Records for this exercise:
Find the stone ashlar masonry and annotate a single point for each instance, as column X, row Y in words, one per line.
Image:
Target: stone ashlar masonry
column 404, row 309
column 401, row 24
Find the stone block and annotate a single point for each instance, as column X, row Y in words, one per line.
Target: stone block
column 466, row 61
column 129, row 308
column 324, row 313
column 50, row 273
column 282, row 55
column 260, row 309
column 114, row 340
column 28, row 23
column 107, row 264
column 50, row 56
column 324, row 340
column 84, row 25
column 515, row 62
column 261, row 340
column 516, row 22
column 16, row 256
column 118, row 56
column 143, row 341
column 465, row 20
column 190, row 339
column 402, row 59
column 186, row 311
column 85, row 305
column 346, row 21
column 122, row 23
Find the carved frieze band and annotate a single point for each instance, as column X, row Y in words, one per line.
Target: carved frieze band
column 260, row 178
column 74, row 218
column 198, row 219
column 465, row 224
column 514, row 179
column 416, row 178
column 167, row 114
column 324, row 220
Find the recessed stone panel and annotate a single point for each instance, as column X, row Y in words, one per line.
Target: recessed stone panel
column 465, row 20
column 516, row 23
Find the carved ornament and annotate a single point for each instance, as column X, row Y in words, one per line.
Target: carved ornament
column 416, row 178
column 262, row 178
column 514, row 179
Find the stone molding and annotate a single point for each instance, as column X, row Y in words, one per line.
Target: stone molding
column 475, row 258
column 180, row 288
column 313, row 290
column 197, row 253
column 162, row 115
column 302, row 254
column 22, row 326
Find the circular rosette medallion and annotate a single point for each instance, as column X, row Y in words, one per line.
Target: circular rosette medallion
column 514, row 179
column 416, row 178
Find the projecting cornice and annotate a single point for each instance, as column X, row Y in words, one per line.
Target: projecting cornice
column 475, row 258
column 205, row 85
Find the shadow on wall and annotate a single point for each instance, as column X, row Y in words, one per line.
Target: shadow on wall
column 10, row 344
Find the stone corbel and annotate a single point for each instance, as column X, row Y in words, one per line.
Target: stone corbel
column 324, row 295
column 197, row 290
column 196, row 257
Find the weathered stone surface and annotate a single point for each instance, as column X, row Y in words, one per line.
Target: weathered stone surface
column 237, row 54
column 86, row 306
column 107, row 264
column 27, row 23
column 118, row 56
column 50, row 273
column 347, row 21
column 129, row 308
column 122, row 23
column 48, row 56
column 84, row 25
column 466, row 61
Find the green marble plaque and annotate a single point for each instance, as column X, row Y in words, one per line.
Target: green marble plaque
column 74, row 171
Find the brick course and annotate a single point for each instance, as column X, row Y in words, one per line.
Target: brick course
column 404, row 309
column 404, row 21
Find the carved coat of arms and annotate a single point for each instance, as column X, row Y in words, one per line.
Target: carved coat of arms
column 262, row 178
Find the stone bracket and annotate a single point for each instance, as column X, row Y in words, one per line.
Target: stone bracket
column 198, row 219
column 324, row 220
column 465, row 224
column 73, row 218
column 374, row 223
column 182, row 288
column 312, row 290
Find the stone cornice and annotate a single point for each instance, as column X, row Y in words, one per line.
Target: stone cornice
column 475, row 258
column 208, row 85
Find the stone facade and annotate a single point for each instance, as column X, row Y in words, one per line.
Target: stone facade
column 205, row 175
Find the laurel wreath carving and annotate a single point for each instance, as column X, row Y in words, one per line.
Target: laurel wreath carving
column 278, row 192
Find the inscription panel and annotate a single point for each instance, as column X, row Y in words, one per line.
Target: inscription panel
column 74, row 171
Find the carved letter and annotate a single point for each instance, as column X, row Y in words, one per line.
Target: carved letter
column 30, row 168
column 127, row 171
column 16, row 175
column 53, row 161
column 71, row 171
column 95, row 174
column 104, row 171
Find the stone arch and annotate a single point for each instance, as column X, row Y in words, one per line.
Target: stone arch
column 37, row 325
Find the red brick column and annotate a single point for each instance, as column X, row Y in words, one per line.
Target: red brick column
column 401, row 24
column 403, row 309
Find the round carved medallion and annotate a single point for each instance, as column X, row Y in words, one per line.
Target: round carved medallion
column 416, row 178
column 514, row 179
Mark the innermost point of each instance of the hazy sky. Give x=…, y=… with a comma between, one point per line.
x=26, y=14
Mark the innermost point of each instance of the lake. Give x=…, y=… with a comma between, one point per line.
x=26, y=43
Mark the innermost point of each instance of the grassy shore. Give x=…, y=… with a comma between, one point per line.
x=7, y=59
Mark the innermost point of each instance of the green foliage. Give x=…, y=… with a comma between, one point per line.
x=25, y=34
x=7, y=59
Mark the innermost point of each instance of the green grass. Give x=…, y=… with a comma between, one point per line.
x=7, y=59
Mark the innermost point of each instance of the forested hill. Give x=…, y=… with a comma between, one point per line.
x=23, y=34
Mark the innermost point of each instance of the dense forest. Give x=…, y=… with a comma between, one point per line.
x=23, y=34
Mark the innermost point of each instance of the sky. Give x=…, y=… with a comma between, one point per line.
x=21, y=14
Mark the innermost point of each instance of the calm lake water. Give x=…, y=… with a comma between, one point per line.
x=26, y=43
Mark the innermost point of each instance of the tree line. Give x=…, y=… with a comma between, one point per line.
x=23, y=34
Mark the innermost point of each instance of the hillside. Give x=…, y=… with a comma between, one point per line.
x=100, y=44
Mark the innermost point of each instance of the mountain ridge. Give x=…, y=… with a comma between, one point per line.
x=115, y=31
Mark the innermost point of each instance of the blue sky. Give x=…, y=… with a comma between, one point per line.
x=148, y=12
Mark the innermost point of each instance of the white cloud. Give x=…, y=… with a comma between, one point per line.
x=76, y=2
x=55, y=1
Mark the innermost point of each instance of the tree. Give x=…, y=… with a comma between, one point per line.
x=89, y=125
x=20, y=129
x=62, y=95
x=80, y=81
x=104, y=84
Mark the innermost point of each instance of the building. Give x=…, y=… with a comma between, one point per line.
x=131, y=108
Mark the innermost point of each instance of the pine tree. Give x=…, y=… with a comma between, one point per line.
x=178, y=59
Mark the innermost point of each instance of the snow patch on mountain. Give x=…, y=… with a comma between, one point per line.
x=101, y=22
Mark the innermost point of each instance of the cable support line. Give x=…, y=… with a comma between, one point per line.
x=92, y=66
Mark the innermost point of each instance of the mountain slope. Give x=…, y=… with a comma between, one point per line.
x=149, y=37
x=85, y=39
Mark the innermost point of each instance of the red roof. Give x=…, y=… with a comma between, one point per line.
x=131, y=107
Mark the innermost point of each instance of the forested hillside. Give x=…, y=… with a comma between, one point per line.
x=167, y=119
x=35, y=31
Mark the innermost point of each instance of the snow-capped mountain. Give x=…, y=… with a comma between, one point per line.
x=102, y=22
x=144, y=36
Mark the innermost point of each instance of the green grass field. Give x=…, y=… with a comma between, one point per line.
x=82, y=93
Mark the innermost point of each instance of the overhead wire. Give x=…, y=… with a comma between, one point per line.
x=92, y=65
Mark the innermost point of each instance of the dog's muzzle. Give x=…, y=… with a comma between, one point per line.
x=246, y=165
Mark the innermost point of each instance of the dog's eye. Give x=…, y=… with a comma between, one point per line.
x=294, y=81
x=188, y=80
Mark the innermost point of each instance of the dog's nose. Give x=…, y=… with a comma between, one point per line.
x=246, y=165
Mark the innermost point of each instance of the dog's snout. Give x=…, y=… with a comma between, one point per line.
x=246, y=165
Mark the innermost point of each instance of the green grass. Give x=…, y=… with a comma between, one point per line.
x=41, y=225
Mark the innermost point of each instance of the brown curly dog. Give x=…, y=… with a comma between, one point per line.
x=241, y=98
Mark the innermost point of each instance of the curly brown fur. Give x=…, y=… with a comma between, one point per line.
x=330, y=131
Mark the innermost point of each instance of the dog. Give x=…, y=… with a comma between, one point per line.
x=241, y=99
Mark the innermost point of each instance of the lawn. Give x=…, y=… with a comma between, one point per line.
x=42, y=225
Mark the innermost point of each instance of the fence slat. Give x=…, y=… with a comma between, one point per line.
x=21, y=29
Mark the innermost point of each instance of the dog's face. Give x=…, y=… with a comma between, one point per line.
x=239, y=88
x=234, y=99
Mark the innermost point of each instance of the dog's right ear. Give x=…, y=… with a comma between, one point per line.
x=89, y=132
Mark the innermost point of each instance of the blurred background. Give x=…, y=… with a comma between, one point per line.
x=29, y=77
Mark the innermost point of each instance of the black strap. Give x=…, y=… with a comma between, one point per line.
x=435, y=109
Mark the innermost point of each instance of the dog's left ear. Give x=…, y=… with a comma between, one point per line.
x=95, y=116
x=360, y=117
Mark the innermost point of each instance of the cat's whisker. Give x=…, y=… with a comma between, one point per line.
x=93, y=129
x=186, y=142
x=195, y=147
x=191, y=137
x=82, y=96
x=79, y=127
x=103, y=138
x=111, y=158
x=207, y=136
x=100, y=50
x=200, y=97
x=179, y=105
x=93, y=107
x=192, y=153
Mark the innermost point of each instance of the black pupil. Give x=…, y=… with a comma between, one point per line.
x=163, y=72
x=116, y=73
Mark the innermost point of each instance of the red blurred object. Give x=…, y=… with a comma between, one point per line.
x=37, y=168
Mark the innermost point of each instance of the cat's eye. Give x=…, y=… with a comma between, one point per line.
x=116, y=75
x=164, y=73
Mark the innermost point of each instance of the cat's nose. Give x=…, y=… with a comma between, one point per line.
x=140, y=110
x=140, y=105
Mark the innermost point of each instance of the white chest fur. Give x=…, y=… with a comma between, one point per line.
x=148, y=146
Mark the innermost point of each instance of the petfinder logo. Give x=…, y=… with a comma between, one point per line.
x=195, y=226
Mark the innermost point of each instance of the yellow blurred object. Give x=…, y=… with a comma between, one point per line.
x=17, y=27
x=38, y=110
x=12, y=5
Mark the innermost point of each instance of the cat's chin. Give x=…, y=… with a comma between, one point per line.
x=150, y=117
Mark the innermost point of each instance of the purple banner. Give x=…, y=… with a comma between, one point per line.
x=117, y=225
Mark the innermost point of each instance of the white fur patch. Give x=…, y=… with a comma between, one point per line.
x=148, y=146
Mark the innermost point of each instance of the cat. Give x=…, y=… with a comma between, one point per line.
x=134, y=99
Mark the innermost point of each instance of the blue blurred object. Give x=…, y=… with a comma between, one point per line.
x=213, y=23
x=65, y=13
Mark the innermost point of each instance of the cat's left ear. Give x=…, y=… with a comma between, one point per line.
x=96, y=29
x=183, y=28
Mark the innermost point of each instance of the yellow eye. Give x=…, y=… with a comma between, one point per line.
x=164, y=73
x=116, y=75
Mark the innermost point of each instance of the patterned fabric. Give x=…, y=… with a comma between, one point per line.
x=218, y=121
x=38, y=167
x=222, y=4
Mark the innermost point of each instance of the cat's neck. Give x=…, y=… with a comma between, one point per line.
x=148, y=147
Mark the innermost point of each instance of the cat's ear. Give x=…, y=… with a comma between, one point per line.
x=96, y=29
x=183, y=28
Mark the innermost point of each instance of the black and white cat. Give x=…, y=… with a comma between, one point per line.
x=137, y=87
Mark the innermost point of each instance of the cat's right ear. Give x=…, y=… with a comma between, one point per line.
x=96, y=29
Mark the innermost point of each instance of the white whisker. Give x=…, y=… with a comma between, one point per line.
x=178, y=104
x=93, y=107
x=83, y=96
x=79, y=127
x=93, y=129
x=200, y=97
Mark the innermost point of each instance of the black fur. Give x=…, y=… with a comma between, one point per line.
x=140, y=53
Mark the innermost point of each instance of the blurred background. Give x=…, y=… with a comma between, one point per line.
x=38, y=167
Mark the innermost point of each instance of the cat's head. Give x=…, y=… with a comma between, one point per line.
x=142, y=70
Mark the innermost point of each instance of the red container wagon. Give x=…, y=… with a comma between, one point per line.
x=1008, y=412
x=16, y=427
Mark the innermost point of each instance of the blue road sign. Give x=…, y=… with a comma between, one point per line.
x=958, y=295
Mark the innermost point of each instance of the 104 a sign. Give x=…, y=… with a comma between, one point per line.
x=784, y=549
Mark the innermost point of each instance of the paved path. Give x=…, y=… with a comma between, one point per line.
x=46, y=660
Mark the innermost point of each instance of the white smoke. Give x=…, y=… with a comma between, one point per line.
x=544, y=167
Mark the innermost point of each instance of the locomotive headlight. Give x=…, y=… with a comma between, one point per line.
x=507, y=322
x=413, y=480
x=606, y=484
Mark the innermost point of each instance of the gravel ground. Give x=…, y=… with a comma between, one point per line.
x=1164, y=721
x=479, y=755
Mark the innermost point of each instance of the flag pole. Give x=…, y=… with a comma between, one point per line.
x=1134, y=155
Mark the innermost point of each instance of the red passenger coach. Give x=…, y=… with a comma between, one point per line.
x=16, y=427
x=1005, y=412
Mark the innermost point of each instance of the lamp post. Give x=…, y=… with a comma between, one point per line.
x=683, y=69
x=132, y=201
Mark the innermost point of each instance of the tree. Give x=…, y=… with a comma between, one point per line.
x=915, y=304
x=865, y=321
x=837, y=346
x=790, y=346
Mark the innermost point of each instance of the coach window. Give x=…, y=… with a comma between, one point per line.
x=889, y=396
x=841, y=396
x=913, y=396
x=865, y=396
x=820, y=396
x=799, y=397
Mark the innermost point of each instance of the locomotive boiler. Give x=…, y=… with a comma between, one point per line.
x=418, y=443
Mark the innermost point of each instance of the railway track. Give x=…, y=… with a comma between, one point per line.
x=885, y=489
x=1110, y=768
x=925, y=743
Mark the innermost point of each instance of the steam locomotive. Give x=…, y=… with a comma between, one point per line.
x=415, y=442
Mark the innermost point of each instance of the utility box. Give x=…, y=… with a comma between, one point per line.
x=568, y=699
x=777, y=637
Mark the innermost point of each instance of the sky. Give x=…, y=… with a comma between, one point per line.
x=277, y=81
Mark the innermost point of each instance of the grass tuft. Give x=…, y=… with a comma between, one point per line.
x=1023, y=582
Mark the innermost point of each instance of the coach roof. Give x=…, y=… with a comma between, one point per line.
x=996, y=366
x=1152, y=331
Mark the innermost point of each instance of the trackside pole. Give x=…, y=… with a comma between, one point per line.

What is needed:
From the line that holds "Mark the innermost point of each instance of the coach roof." to the last line of the records above, print each line exactly. Add nothing else.

Answer space:
Mark the innermost point of each instance of the coach roof. Give x=…, y=… with a comma between, one point per line.
x=996, y=366
x=1152, y=331
Mark the innermost point of each instance of the trackside pole. Give x=…, y=… with a comma between, one point per line.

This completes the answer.